- **Provided information**:
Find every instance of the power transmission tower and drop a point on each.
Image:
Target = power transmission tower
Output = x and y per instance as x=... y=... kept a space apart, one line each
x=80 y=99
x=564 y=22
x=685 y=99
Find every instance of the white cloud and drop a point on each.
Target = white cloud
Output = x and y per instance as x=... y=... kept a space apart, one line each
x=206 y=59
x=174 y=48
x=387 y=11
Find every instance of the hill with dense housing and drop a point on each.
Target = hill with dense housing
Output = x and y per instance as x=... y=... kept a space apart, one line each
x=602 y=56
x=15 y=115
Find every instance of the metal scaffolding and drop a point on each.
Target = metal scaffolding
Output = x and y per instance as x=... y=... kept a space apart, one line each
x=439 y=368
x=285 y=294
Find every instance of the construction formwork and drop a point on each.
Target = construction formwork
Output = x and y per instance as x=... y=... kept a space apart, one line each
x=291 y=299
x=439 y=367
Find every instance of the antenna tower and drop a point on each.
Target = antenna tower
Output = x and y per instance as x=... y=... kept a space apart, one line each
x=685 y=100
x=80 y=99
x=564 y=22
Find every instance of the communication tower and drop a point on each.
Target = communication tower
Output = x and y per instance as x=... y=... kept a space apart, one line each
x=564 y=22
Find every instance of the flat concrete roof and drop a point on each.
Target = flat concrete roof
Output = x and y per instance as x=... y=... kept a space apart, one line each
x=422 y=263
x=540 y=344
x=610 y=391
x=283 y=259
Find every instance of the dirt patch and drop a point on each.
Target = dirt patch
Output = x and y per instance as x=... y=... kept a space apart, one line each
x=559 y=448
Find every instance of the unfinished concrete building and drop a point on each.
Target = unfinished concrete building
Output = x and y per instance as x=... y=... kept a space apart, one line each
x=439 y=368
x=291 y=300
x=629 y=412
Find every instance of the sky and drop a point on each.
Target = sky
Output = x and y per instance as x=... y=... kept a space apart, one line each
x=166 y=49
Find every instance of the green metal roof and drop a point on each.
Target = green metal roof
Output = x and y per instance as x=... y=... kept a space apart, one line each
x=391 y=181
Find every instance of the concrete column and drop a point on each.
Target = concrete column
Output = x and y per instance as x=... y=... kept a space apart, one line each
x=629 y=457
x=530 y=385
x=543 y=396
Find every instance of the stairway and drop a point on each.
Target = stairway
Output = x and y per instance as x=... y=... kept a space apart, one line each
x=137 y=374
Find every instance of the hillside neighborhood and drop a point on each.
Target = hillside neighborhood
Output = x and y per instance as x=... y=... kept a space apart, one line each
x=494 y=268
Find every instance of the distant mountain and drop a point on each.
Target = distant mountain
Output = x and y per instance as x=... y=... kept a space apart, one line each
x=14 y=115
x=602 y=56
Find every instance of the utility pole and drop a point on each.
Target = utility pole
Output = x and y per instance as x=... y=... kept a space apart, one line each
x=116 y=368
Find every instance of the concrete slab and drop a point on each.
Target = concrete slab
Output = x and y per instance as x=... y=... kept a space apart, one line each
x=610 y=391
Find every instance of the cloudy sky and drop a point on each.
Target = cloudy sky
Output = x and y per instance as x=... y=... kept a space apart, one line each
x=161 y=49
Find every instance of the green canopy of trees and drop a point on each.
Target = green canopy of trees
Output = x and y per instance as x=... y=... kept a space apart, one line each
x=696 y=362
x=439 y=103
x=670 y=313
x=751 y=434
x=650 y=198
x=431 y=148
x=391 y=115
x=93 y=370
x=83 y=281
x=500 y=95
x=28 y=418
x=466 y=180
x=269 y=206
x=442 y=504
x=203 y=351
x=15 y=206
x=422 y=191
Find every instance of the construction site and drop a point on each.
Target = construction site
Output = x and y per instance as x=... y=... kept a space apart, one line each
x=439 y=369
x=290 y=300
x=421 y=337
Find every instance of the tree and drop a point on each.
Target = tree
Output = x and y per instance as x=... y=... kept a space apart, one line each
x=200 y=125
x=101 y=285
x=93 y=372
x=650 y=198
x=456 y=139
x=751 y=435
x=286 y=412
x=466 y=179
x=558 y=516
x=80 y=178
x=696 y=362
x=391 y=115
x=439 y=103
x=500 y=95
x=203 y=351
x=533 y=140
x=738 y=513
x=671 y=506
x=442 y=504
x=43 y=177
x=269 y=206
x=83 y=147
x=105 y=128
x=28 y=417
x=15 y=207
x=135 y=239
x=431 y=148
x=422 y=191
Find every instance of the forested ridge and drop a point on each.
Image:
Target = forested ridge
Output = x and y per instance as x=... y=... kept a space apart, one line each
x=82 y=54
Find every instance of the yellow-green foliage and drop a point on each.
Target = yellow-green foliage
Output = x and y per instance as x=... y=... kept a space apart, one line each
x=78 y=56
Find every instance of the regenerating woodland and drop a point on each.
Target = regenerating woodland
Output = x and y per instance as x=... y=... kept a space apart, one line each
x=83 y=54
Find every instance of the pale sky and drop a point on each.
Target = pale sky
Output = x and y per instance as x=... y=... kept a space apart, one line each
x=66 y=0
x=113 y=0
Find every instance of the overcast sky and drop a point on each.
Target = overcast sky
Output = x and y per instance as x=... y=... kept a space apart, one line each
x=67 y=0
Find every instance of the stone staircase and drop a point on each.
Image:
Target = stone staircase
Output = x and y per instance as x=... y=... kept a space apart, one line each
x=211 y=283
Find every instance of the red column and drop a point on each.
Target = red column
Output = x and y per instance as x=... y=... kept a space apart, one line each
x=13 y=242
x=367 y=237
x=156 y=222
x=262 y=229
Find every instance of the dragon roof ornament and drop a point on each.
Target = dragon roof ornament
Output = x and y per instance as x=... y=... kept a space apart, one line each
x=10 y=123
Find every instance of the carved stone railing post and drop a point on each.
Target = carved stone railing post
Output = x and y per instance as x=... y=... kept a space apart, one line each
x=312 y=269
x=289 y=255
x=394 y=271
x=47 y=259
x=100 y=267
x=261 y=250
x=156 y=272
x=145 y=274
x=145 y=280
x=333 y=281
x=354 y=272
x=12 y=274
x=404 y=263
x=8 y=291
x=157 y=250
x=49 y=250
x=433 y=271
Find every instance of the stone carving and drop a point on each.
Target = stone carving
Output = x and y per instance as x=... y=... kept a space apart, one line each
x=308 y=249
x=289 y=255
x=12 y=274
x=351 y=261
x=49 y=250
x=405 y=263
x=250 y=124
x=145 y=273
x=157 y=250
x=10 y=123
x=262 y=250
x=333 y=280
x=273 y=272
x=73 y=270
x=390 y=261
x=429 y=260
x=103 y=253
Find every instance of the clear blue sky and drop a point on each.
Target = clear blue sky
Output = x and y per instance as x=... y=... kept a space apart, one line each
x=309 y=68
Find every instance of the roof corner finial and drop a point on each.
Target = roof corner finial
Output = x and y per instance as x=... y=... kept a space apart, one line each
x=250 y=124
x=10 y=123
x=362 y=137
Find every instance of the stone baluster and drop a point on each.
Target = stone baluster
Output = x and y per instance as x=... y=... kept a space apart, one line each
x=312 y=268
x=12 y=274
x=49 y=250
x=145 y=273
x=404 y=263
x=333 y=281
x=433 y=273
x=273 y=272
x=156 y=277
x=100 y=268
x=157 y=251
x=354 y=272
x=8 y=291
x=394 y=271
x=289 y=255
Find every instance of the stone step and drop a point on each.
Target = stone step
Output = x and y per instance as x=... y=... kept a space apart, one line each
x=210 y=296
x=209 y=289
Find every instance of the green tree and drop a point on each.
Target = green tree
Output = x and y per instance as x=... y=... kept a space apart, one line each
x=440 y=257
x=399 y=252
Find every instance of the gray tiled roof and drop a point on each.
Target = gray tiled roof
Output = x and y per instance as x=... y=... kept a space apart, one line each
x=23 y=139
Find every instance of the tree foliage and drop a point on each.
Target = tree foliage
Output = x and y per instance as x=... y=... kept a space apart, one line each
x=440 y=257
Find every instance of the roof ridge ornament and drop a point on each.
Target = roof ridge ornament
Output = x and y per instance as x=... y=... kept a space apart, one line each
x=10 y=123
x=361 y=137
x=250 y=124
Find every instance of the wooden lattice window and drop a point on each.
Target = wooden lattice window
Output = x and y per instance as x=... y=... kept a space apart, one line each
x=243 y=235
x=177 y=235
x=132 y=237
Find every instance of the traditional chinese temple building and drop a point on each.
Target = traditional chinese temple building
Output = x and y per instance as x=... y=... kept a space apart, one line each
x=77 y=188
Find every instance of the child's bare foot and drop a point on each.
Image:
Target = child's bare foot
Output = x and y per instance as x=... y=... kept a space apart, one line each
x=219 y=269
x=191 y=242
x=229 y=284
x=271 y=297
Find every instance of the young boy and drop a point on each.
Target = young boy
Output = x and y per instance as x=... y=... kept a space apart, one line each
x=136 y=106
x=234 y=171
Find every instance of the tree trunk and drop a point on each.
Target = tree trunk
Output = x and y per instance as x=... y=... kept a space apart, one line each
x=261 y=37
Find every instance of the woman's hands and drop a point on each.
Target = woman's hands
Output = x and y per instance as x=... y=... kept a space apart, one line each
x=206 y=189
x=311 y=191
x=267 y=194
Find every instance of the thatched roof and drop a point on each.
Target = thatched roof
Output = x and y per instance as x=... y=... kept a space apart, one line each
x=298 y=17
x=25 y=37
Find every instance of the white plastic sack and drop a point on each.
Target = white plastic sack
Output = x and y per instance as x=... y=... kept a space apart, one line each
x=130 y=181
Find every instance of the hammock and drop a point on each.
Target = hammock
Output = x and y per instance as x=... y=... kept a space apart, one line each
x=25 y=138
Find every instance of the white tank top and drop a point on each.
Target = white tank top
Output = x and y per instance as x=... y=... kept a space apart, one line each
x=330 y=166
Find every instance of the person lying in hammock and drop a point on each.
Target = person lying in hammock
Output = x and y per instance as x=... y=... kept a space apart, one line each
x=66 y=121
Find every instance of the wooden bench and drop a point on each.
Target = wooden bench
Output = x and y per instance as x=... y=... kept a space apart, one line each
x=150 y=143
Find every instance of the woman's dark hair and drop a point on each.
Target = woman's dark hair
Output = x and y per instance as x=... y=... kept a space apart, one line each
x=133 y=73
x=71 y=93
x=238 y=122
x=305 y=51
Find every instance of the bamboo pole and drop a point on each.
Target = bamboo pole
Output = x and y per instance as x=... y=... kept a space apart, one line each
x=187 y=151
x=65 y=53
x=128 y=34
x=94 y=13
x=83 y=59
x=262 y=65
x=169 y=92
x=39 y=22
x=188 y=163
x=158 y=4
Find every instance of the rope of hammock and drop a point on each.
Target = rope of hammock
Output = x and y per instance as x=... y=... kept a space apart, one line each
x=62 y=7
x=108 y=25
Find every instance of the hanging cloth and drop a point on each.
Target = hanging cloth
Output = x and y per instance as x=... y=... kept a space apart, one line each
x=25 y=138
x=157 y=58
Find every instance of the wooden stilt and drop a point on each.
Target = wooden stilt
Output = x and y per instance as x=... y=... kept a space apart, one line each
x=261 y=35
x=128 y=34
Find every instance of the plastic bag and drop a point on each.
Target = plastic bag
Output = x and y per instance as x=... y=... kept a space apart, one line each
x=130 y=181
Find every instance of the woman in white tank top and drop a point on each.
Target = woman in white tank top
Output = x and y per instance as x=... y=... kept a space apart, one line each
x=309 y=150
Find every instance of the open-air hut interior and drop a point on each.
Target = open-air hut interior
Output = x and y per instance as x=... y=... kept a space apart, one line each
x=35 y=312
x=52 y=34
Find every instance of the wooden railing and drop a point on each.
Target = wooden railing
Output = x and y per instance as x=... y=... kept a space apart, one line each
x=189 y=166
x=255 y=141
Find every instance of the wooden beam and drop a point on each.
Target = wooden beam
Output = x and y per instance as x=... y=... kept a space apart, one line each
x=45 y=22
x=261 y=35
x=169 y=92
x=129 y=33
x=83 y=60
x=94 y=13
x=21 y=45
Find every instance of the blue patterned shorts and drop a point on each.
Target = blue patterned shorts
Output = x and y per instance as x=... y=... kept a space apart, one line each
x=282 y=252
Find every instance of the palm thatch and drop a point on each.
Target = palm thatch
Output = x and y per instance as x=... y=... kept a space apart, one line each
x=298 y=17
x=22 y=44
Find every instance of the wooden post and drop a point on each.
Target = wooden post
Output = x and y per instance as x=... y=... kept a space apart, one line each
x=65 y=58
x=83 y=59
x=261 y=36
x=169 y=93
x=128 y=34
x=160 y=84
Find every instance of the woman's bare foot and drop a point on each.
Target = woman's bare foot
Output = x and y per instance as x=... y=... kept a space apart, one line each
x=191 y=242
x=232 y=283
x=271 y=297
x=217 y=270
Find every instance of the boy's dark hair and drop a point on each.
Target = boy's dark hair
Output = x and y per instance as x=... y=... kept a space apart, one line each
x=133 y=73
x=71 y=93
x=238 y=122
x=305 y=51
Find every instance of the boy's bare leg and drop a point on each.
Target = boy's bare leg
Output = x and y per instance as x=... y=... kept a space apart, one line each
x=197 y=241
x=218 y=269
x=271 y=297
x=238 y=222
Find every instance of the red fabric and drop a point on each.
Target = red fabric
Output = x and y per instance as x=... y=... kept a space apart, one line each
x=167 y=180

- **What is being asked**:
Please retype, exactly as written, every line from the line containing "Find every instance of the wooden railing" through the last line of the records above, including both of those lines, and nothing else.

- **Exercise answer**:
Find every instance of the wooden railing and drop a point on each.
Target = wooden railing
Output = x and y per instance as x=... y=... kept a space apart, one line each
x=189 y=166
x=255 y=141
Find every instance of the wooden beam and drop a point on each.
Target = wooden beam
Output = x and y per instance as x=... y=... kept a space apart, one line each
x=45 y=22
x=261 y=35
x=169 y=92
x=129 y=33
x=83 y=60
x=94 y=13
x=21 y=45
Find every instance of the blue patterned shorts and drop a point on each.
Target = blue patterned shorts
Output = x and y per instance as x=... y=... kept a space apart, one line each
x=282 y=252
Find every instance of the palm thatch and drop a point on each.
Target = palm thatch
Output = x and y per instance as x=... y=... kept a space apart, one line each
x=298 y=17
x=22 y=44
Find every instance of the wooden post and drop a point on each.
Target = wooden post
Output = x and y per instance as x=... y=... kept a space apart, one line each
x=65 y=58
x=83 y=59
x=261 y=36
x=169 y=93
x=128 y=34
x=160 y=84
Find every instance of the woman's bare foot and drop a point on each.
Target = woman's bare foot
Output = x and y per instance as x=... y=... kept a space apart, one line each
x=191 y=242
x=232 y=283
x=271 y=297
x=217 y=270
Find every instance of the boy's dark hair and drop a point on each.
Target = boy's dark hair
Output = x and y per instance as x=... y=... kept a space apart, one line each
x=133 y=73
x=71 y=93
x=238 y=122
x=305 y=51
Find every instance of the boy's bare leg and drop a point on each.
Target = boy's bare leg
Output = x and y per instance as x=... y=... kept a space apart, one line each
x=197 y=241
x=218 y=269
x=271 y=297
x=238 y=222
Find every instance of the red fabric and drop a point on each.
Target = red fabric
Output = x and y per instance as x=... y=... kept a space apart, one line each
x=167 y=180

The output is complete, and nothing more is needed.